Copy every record below, exactly as written.

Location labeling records
##########

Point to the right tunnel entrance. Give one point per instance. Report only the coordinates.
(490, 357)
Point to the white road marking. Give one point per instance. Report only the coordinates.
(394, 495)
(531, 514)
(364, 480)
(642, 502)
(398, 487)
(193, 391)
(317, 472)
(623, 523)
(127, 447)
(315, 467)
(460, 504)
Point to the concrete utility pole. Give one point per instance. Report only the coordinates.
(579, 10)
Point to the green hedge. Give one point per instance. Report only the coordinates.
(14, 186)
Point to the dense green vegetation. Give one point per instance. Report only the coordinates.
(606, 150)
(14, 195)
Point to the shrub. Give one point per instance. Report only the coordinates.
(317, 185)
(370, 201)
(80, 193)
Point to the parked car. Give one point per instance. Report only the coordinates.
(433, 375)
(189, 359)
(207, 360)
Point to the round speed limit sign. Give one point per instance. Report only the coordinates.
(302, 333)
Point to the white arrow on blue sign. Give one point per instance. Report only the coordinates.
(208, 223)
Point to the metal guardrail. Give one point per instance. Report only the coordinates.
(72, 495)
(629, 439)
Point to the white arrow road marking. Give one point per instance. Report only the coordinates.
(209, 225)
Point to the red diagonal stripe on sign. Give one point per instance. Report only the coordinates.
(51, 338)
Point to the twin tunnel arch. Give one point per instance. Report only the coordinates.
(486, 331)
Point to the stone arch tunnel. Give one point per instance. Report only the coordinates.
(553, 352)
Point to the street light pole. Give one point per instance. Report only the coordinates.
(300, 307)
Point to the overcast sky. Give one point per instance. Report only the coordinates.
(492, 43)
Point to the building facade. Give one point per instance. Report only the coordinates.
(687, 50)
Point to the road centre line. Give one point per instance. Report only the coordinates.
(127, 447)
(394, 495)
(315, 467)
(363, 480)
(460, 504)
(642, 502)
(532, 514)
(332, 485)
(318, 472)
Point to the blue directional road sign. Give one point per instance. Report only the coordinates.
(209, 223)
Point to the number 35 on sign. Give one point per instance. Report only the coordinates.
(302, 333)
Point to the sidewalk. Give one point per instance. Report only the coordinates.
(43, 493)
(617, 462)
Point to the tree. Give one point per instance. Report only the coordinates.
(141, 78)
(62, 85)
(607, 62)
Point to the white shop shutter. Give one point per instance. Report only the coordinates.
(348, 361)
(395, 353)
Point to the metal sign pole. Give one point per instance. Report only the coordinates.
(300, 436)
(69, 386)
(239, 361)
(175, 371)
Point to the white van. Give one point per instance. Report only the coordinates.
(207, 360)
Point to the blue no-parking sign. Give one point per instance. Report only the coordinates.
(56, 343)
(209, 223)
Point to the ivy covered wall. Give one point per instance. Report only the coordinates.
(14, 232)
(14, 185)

##########

▶ _Task answer_:
Point to the right tunnel entrance. Give one point per instance. Report only the coordinates.
(490, 357)
Point to the white road marking. Give one point per instance. Report only the coordinates.
(394, 495)
(531, 514)
(364, 480)
(642, 502)
(398, 487)
(193, 391)
(317, 472)
(623, 523)
(127, 447)
(315, 467)
(460, 504)
Point to the concrete utility pole. Give one point per instance. Report only the coordinates.
(579, 10)
Point to the green hedge. Give one point per instance. Report only the coordinates.
(14, 186)
Point to the dense green vegetation. Give one point per instance. Report only the coordinates.
(606, 150)
(14, 195)
Point to the shrub. Give one point per instance. Report only the coordinates.
(317, 185)
(370, 201)
(80, 193)
Point to the parked car. Give one point per instance. Report only the coordinates.
(433, 375)
(189, 359)
(207, 360)
Point to the round speed limit sign. Give one point per instance. Report only the coordinates.
(302, 333)
Point to the white arrow on blue sign. Give one point per instance. Report only the coordinates.
(208, 223)
Point to the metal guardrail. Give one point per instance. Report only the coordinates.
(72, 495)
(629, 439)
Point to the white arrow road marking. Give one point per instance. Report only the coordinates.
(209, 225)
Point to the red diagonal stripe on sign. Give one point per instance. Report only the coordinates.
(51, 338)
Point to the twin tunnel arch. Give one point per instance. Report only the coordinates.
(486, 331)
Point to the stone arch tunnel. Give one point per instance. Report only the coordinates.
(553, 352)
Point to the street light pole. Give one point per instance. Report only the coordinates.
(300, 307)
Point to the overcast sky. Give one point per instance. Report only the coordinates.
(492, 43)
Point to the building facade. Give one point per instance. Report only the coordinates.
(687, 50)
Point to the road centre line. Give one point per instance. Report only the coordinates.
(127, 447)
(394, 495)
(315, 467)
(363, 480)
(460, 504)
(642, 502)
(532, 514)
(332, 485)
(318, 472)
Point to the blue directional road sign. Give one point per instance. Report only the coordinates.
(209, 223)
Point to the number 35 on sign. Give one point per instance. Report only the coordinates.
(302, 333)
Point to the sidewalk. Give one point per instance. Report only the coordinates.
(43, 493)
(617, 462)
Point to the tree. Give one point per instance. Report only the coordinates.
(141, 78)
(62, 85)
(607, 62)
Point to the white shop shutter. Give one point per instance. Report only the coordinates.
(348, 361)
(395, 353)
Point to the metal sign pole. Give one point per instance. Report only the coordinates.
(300, 436)
(69, 386)
(239, 361)
(175, 371)
Point to the white van. Give one point per instance. Report only the coordinates.
(207, 360)
Point to the blue no-parking sign. Give one point per instance. Report only the coordinates.
(56, 343)
(209, 223)
Point to the ivy covered wall. Give one point per instance. Report only the coordinates.
(14, 232)
(14, 185)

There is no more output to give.